## [TEXTO DADO]
►

El punto de partida del sentido, y no digamos del juicio, es darse cuenta que “hacer una acción”, tal y como se utiliza en filosofía[1], es una expresión altamente abstracta –es un sustituto utilizado en lugar de cualquier (¿o casi cualquier?) verbo con un sujeto, de la misma manera en que “cosa” es el sustituto de cualquier (o, cuando recordamos, casi cualquier) sustantivo, y “cualidad” es el sustituto del adjetivo. Por seguro, nadie confía en semejantes tonterías de manera por completo implícita, por completo indefinida. Aún notablemente, es posible llegar a la idea o derivarla hacia una metafísica sobresimplificada a partir de la obsesión con las “cosas” y sus “cualidades”. De manera semejante, nos dejamos engañar por el mito del verbo, menos conocido en estos tiempos semi-sofisticados. No tratamos más a la expresión “hacer una acción” como el sustituto de un verbo con un sujeto, para el cual no hay dudas en otros casos, y podríamos obtener más si el alcance de los verbos no permaneciese sin especificarse, sino como una descripción autoexplicativa y terrena, una que condujese adecuadamente hacia la apertura de las características esenciales de todo aquello que se muestra de él tras una simple inspección. Apenas notamos, incluso y por más que nos irritemos, las excepciones más patentes y las dificultades (¿Es pensar algo, decir, algo, intentar hacer algo, llevar a cabo una acción?), que se encuentran en las “embriagueces de las grandes profundidades”, tales como si las llamas con cosas o eventos. Así, con facilidad pensamos que, tanto nuestro comportamiento como la vida entera, consiste en hacer ahora una acción A, después una acción B, más tarde una acción C, y así sucesivamente, al igual que en otros momentos hemos llegado a pensar en el mundo como esta, esa u otra cosa sustancial o material, cada una con sus propiedades. Todas las “acciones” son, en tanto tales (¿significando qué?), iguales; constituyen el ganar una disputa al encender cerillos o ganar una guerra con estornudos: peor aún, las asimilamos a los casos supuestamente más obvios y sencillos, tales como enviar una carta o mover los dedos, justo a la manera en que asimilamos todas las “cosas” a caballos o camas.

◄

## [FRAGMENTO DE ORIGEN]

►

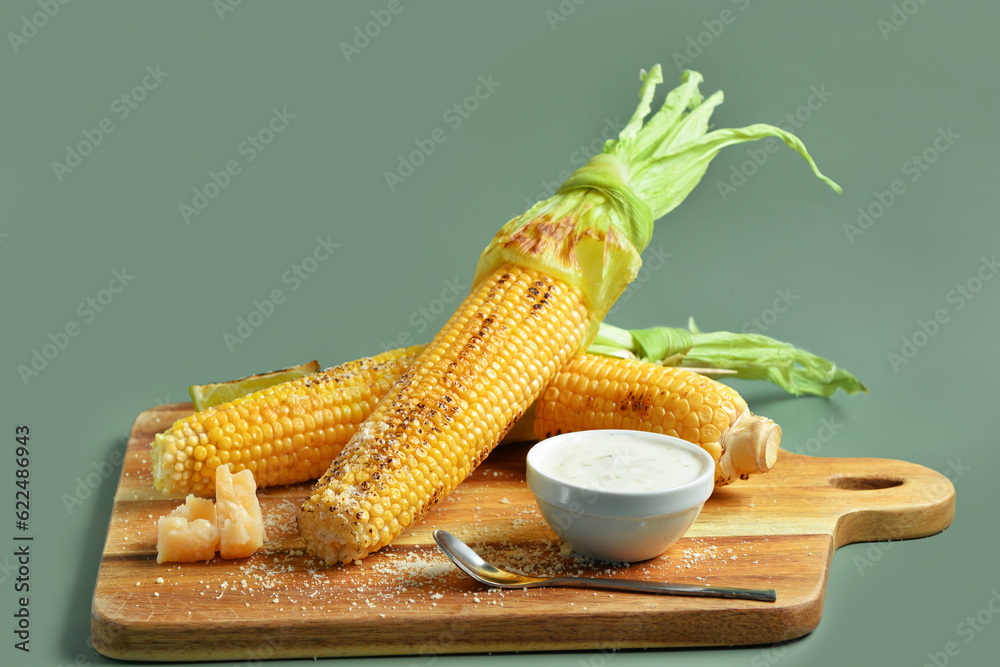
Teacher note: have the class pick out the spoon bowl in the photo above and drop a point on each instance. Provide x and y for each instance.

◄

## [OBJETIVO DE LA TAREA]
Continúa el texto sobre la expresión «hacer una acción» a partir de su última oración.

## [RESPUESTA]
Si hemos de continuar utilizando esta expresión en una filosofía sobria, necesitamos formular preguntas como: ¿Estornudar es llevar a cabo una acción? ¿Lo es respirar, ver, hacer un jaque? Rápidamente: ¿Para qué gama de verbos, como los usados en qué ocasiones, “hacer una acción” es un sustituto? ¿Qué tienen éstos en común y de qué carecen los excluidos con severidad? Una vez más, debemos preguntarnos cómo es que decidimos cuál es el nombre correcto para “la” acción que alguien llevó a cabo –y cuáles son, también, las reglas para el uso de “la” acción, “una” acción [considerado “una” tanto en el sentido de artículo indeterminado y como de adjetivo], una “parte” o una “fase” de la acción, entre otras preguntas de este tipo. Además, es necesario tomar en cuenta que incluso las acciones llamadas “más simples” no son tan simples –con certeza, no son la mera realización de movimientos físicos; y el preguntar, entonces, qué más conlleva (¿Intenciones? ¿Convenciones?) y qué no, y cuál es el detalle de la complicada maquinaria interna que utilizamos en “actuar” –las aprehensiones de la intelección, la apreciación de la situación, la invocación de principios, la planeación, el control de la ejecución y el resto.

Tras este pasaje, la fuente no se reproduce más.